Survey source: Picrew/awesome-agent-harness

Proposed Solution

1. Process group kill (connection.rs)

Replace kill_on_drop(true) with setpgid(0, 0) at spawn to create a process group per session. On Drop, kill the entire group via kill(-pgid, SIGTERM) with a 3-stage escalation (inspired by acpx):

  AcpConnection::drop()
       │
       ▼
  1. stdin.close()          ← graceful signal
  2. kill(-pgid, SIGTERM)   ← kill process group
  3. kill(-pgid, SIGKILL)   ← force kill after 1.5s

2. Session suspend/resume (pool.rs)

Add a suspended: HashMap<thread_key, sessionId> map. When a session is evicted (TTL, LRU, or stale), save its sessionId before killing. On reconnect, try session/load if the agent supports it (checked via agentCapabilities.loadSession from initialize), fall back to session/new.

3. LRU eviction (pool.rs)

When pool is full, evict the oldest idle session (by last_active) instead of rejecting with "pool exhausted".

4. Lower default TTL (config.rs)

session_ttl_hours: 24 → 4. Safe because suspended sessions can be reloaded on demand.

Why this approach?

  • Process groups are the correct OS primitive for killing process trees — and something neither acpx nor Hermes Agent needs. acpx's 3-stage shutdown sends SIGTERM/SIGKILL to the direct child PID, which works for them because their default kiro command is kiro-cli-chat acp (the agent is the direct child). openab uses kiro-cli acp, which forks kiro-cli-chat as a grandchild — acpx's approach would leave the grandchild orphaned in our case. Process groups (setpgid + kill(-pgid)) handle any depth of process tree, making our solution more robust for openab's specific spawn chain.
  acpx spawn chain:     acpx → kiro-cli-chat (direct child)
                         SIGTERM(child) works ✅

  openab spawn chain:   openab → kiro-cli → kiro-cli-chat (grandchild)
                         SIGTERM(child) misses grandchild ☠️
                         kill(-pgid) kills entire group ✅
  • session/load was validated by testing kiro-cli v1.29.5 (agentCapabilities.loadSession: true). The fallback logic mirrors acpx's reconnect.ts: check capability → try load → fall back to new. This makes aggressive TTL safe — we can kill idle processes and reload them without losing conversation history.

DATASET EXCERPT:
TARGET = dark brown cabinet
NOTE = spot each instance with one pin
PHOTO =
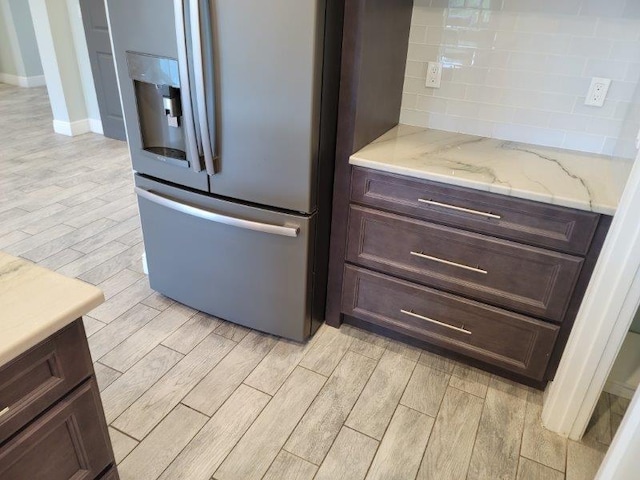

REQUESTS:
(1) In the process-cleanup proposal, how long after SIGTERM is SIGKILL sent to the process group?
(2) Extend the process-cleanup proposal, picking up after its final sentence.

IN RESPONSE:
(1) After 1.5 seconds.

(2)
  • In-memory suspended map is simpler than Hermes Agent's SQLite persistence (~/.hermes/state.db). Suspended sessionIds are lost on openab restart, which is acceptable — the agent starts a fresh session, same as today. If persistence becomes needed, we can add it later without changing the pool interface.

Alternatives Considered

Alternative Why not
prctl(PR_SET_PDEATHSIG) Only one level deep — doesn't reach grandchildren
cgroups Requires elevated permissions, overkill for this problem
PID files + periodic pkill Fragile, race-prone, doesn't solve root cause
Single multiplexed kiro-cli process Requires kiro-cli changes, out of scope
Container-per-session (Scion-style) Major architecture shift, future consideration
SQLite persistence for suspended sessions (Hermes-style) Added complexity; in-memory map is sufficient since losing suspended IDs on restart is acceptable

Validation

  • cargo check passes
  • cargo test passes (including new tests)
  • Manual testing — confirmed kiro-cli v1.29.5 advertises loadSession: true via ACP initialize
  • Deploy to OrbStack and verify: no orphaned kiro-cli-chat processes after session eviction, memory stays under 1 GB with 10 threads

Full investigation thread: #309

Fixes openabdev#309 — session pool leaks memory due to orphaned grandchild
processes and no session resume capability.

Changes:
- Replace kill_on_drop with process groups (setpgid + kill(-pgid))
  so the entire process tree is killed on session cleanup
- 3-stage graceful shutdown: stdin close → SIGTERM → SIGKILL
- Store agentCapabilities.loadSession from initialize response
- Add session/load method for resuming suspended sessions
- Suspend sessions on eviction (save sessionId) instead of discarding
- Resume via session/load on reconnect, fallback to session/new
- LRU eviction when pool is full (evict oldest idle session)
- Lower default session_ttl_hours from 24 to 4

Memory impact on 3.6 GB host:
  Before: 10 x 300 MB = 3 GB (idle sessions kept alive + orphaned grandchildren)
  After:  1-2 x 300 MB = 300-600 MB (idle sessions suspended, reloaded on demand)
@thepagent
Copy link
Copy Markdown
Collaborator

OrbStack Validation Results ✅

Tested PR #310 on OrbStack k8s (v1.33.5) with openab:pr310 image, max_sessions=3, TTL=1h.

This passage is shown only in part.